* _REQUIRED WORK_:
Only the lines from the first line of the data through the line containing "give the outline of every instance of the floral" belong in the answer, transcribed exactly; pictures do not.

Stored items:

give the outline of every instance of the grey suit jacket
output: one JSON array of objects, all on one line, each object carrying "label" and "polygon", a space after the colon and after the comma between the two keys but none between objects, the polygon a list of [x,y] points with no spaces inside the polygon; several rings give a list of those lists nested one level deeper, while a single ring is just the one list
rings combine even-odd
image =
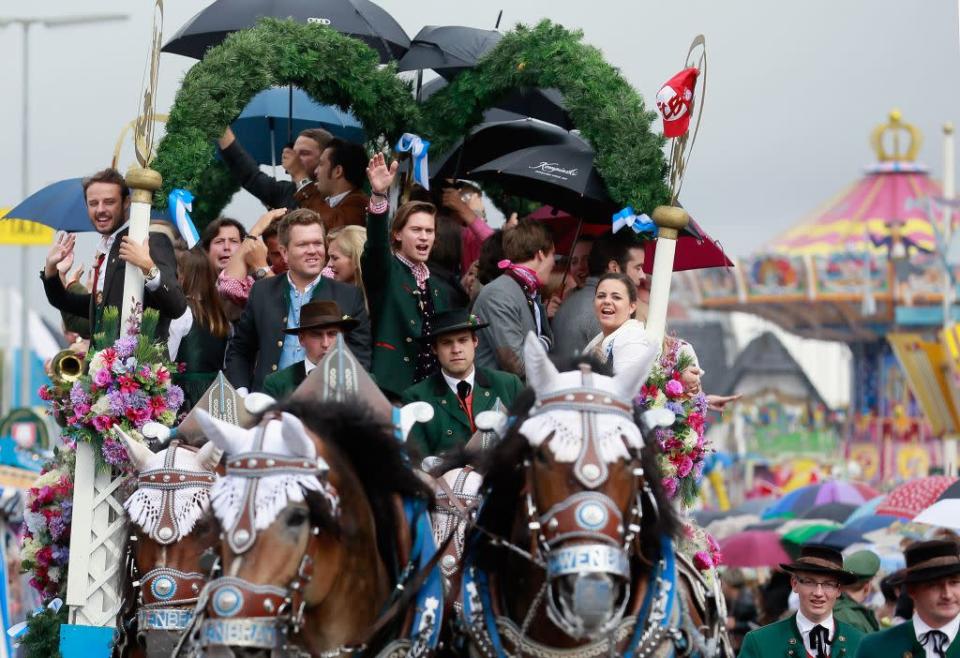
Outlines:
[{"label": "grey suit jacket", "polygon": [[[542,335],[552,342],[553,332],[547,320],[547,311],[540,301],[537,301],[537,307],[540,309]],[[473,312],[482,322],[490,324],[477,332],[480,341],[477,346],[477,365],[507,372],[516,372],[516,365],[521,369],[516,374],[522,377],[523,339],[531,331],[537,333],[537,323],[520,284],[512,277],[501,274],[477,295]],[[517,359],[516,364],[498,355],[497,349],[500,348],[509,349]]]},{"label": "grey suit jacket", "polygon": [[600,277],[587,277],[583,287],[570,293],[553,316],[553,326],[563,328],[555,333],[553,354],[556,358],[572,359],[600,333],[600,321],[593,312],[593,298],[597,295],[599,281]]}]

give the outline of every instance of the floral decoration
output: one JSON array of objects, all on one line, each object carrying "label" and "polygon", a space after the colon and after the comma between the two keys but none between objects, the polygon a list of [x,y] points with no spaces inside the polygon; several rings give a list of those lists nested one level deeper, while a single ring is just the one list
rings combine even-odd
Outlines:
[{"label": "floral decoration", "polygon": [[21,566],[44,603],[66,593],[73,510],[72,453],[57,457],[27,491],[20,546]]}]

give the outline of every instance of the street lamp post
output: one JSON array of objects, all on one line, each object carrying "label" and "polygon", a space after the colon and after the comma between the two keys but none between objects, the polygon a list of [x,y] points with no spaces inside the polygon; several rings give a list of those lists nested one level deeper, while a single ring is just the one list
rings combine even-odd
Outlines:
[{"label": "street lamp post", "polygon": [[[86,14],[76,16],[21,16],[13,18],[0,17],[0,27],[20,25],[23,27],[22,62],[23,90],[21,103],[21,200],[30,194],[30,28],[42,25],[49,28],[66,27],[70,25],[86,25],[90,23],[108,23],[123,21],[126,14]],[[20,406],[30,403],[33,385],[30,381],[30,308],[29,308],[29,277],[30,277],[30,247],[20,247]],[[12,369],[9,369],[12,375]],[[10,381],[10,377],[6,378]],[[13,387],[4,388],[4,406],[9,410],[13,405]]]}]

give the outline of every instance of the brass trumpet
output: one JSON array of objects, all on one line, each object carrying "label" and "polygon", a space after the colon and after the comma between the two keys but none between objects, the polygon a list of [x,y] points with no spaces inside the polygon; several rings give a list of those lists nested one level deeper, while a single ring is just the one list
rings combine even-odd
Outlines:
[{"label": "brass trumpet", "polygon": [[60,350],[50,361],[50,379],[56,385],[72,384],[83,375],[83,359],[73,350]]}]

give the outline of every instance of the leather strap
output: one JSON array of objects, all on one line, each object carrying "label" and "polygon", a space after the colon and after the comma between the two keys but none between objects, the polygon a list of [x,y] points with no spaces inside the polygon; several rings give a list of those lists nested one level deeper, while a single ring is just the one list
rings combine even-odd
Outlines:
[{"label": "leather strap", "polygon": [[611,393],[596,389],[574,389],[542,398],[535,404],[536,413],[541,413],[546,407],[564,407],[598,413],[622,413],[633,418],[632,405],[614,397]]},{"label": "leather strap", "polygon": [[197,602],[206,581],[202,573],[157,567],[140,580],[140,603],[143,607],[184,607]]}]

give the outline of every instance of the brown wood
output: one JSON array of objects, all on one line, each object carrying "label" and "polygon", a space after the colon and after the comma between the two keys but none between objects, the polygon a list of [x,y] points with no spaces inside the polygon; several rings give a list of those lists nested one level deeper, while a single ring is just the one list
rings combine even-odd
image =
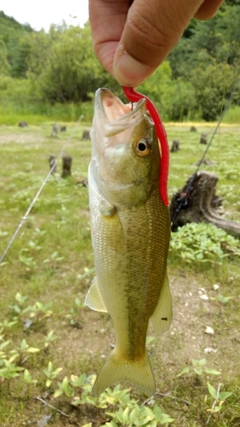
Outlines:
[{"label": "brown wood", "polygon": [[90,131],[89,130],[83,131],[82,139],[84,139],[84,140],[90,139]]},{"label": "brown wood", "polygon": [[175,153],[180,150],[180,141],[178,139],[174,139],[172,142],[171,153]]},{"label": "brown wood", "polygon": [[24,120],[22,120],[21,122],[18,123],[18,126],[20,128],[26,128],[26,127],[28,127],[28,124],[27,124],[27,122],[25,122]]},{"label": "brown wood", "polygon": [[67,178],[68,176],[71,176],[71,167],[72,167],[72,157],[68,154],[64,154],[62,158],[62,178]]},{"label": "brown wood", "polygon": [[51,175],[54,174],[55,172],[57,172],[57,165],[55,164],[55,157],[51,154],[49,156],[49,166],[50,166],[50,170],[51,170]]},{"label": "brown wood", "polygon": [[[193,181],[191,182],[191,180]],[[186,191],[191,182],[188,196]],[[190,222],[207,222],[240,237],[240,223],[224,218],[222,198],[216,195],[218,176],[200,171],[189,177],[184,187],[174,194],[170,204],[172,230]],[[177,214],[179,202],[182,209]]]},{"label": "brown wood", "polygon": [[190,132],[197,132],[196,126],[191,126],[190,127]]},{"label": "brown wood", "polygon": [[206,133],[202,133],[201,137],[200,137],[200,144],[205,144],[207,145],[207,134]]},{"label": "brown wood", "polygon": [[52,134],[51,134],[53,138],[56,138],[58,136],[58,130],[59,130],[58,123],[54,123],[52,127]]}]

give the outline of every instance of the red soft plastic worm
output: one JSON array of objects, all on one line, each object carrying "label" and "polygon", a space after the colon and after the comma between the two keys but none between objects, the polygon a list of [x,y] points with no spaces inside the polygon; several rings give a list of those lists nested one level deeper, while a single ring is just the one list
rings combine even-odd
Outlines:
[{"label": "red soft plastic worm", "polygon": [[168,194],[167,194],[167,183],[168,183],[168,168],[169,168],[169,148],[167,135],[164,126],[161,121],[161,117],[150,99],[142,95],[141,93],[135,92],[133,87],[123,86],[124,93],[130,102],[138,102],[140,99],[146,99],[146,107],[153,119],[156,126],[157,137],[161,146],[161,158],[160,158],[160,177],[159,177],[159,192],[163,203],[168,206]]}]

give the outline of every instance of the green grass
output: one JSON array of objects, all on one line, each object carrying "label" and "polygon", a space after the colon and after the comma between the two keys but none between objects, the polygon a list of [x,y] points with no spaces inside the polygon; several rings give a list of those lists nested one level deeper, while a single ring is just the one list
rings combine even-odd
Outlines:
[{"label": "green grass", "polygon": [[[171,154],[170,195],[195,171],[195,164],[205,149],[199,144],[201,132],[210,135],[214,129],[212,125],[196,126],[197,133],[192,133],[190,125],[167,125],[170,145],[172,139],[180,140],[180,151]],[[60,134],[59,138],[50,137],[49,121],[27,129],[0,127],[0,253],[45,178],[49,155],[59,153],[72,127],[73,124],[69,124],[67,133]],[[125,399],[131,411],[140,411],[136,412],[138,417],[146,416],[141,412],[145,397],[136,390],[131,389],[130,397],[120,398],[119,391],[115,391],[112,397],[107,394],[96,401],[91,400],[89,382],[81,387],[71,382],[71,375],[96,374],[114,342],[108,316],[83,306],[94,275],[88,194],[79,184],[87,176],[91,151],[90,141],[81,141],[85,128],[89,129],[89,125],[81,124],[77,128],[66,149],[73,157],[72,177],[60,179],[60,163],[57,174],[46,184],[0,266],[0,374],[4,358],[9,360],[13,351],[18,351],[18,356],[12,363],[23,368],[16,378],[0,376],[2,427],[38,425],[47,415],[51,415],[49,425],[54,427],[85,424],[90,427],[91,423],[92,426],[137,426],[136,422],[130,423],[130,415],[126,415],[124,424],[123,415],[118,413],[111,418],[106,414],[124,408],[121,399]],[[227,215],[239,221],[239,128],[223,126],[207,158],[216,161],[212,167],[204,168],[219,176],[217,194],[224,197]],[[174,322],[161,338],[149,331],[148,349],[158,393],[145,407],[153,409],[158,405],[174,419],[172,425],[176,427],[237,427],[240,423],[239,258],[228,256],[221,265],[213,260],[211,267],[206,268],[201,261],[188,265],[179,253],[171,253],[169,276]],[[213,289],[216,283],[220,286],[217,291]],[[202,294],[208,299],[200,298]],[[214,335],[205,333],[207,326],[214,329]],[[48,342],[51,331],[55,338]],[[39,351],[31,352],[27,348],[20,351],[23,340]],[[205,353],[206,348],[216,352]],[[193,369],[192,360],[203,358],[210,373],[199,374]],[[53,369],[62,370],[47,387],[44,371],[49,362]],[[178,376],[184,369],[185,374]],[[24,379],[26,370],[32,380],[37,380],[36,384]],[[212,374],[211,370],[218,370],[220,375]],[[65,377],[67,380],[63,383]],[[92,381],[92,377],[89,378]],[[59,397],[54,397],[66,381],[70,388],[66,386]],[[215,390],[223,384],[220,391],[232,393],[231,396],[220,404],[210,394],[208,383]],[[82,403],[74,406],[73,399],[79,396]],[[44,406],[37,397],[57,410]],[[104,399],[108,403],[102,407]],[[215,400],[215,407],[220,409],[211,413]],[[121,421],[117,421],[117,416]],[[157,425],[161,425],[160,421]]]},{"label": "green grass", "polygon": [[230,107],[223,121],[224,123],[240,123],[240,107],[237,105]]},{"label": "green grass", "polygon": [[[180,151],[171,154],[169,176],[169,194],[173,195],[183,187],[188,177],[196,171],[196,163],[201,159],[206,145],[199,143],[201,133],[208,135],[210,140],[216,124],[196,124],[197,132],[190,132],[190,126],[167,126],[169,145],[173,139],[180,141]],[[206,170],[218,175],[217,194],[224,198],[224,207],[234,220],[240,220],[239,194],[236,183],[239,180],[240,161],[239,127],[237,125],[222,125],[212,141],[206,159],[214,164],[202,165],[200,170]]]},{"label": "green grass", "polygon": [[49,104],[34,99],[9,100],[0,98],[0,125],[14,126],[24,120],[30,125],[44,124],[46,119],[53,122],[75,122],[83,115],[84,121],[91,121],[93,102]]}]

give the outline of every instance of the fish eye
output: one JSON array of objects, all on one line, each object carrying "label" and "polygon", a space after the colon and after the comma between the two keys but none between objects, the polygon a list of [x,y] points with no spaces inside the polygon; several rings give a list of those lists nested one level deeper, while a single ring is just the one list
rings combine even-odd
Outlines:
[{"label": "fish eye", "polygon": [[136,152],[139,156],[147,156],[150,152],[150,144],[147,139],[140,139],[135,146]]},{"label": "fish eye", "polygon": [[138,150],[139,151],[145,151],[145,150],[147,150],[147,144],[146,144],[145,141],[140,141],[138,143]]}]

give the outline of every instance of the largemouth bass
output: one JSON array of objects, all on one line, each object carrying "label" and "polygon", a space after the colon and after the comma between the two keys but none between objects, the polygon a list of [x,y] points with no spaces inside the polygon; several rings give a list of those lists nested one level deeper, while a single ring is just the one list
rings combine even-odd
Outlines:
[{"label": "largemouth bass", "polygon": [[172,319],[170,217],[159,194],[159,144],[145,104],[125,105],[108,89],[95,95],[88,182],[96,277],[85,303],[110,314],[116,343],[94,395],[123,380],[154,394],[148,323],[163,333]]}]

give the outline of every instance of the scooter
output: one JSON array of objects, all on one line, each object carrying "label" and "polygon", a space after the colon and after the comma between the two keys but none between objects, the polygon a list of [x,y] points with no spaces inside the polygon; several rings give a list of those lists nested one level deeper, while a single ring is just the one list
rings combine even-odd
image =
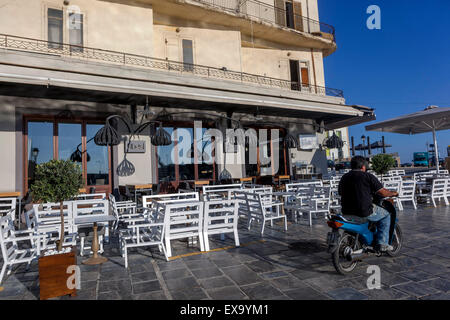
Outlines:
[{"label": "scooter", "polygon": [[[386,254],[395,257],[399,254],[403,242],[397,212],[387,198],[381,201],[381,205],[391,214],[389,245],[392,249],[386,251]],[[375,247],[376,222],[356,216],[331,215],[327,224],[332,228],[327,235],[328,253],[331,253],[333,265],[338,273],[343,275],[351,273],[363,259],[382,255]]]}]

* _WRITTEN RESPONSE_:
give the outline of every instance of the grey suit jacket
output: one JSON array of objects, all on one line, each object carrying "label" and "polygon", a space after the colon and after the comma between the two keys but none between objects, the polygon a list of [x,y] points with no spaces inside the polygon; several rings give a list of those lists nested one level deeper, while a single ring is just the one list
rings combine even-odd
image =
Outlines:
[{"label": "grey suit jacket", "polygon": [[[542,335],[552,342],[553,332],[547,320],[547,311],[540,301],[537,301],[537,307],[540,309]],[[473,312],[482,322],[490,324],[477,332],[480,341],[477,346],[477,365],[507,372],[516,372],[516,365],[521,369],[516,374],[522,377],[523,339],[531,331],[537,333],[537,323],[520,284],[512,277],[501,274],[477,295]],[[517,359],[516,364],[498,355],[497,349],[500,348],[509,349]]]},{"label": "grey suit jacket", "polygon": [[600,277],[587,277],[583,287],[570,293],[553,316],[553,326],[563,328],[555,333],[553,354],[556,358],[572,359],[600,333],[600,321],[593,312],[593,298],[597,295],[599,281]]}]

give the outline of every instance of the floral decoration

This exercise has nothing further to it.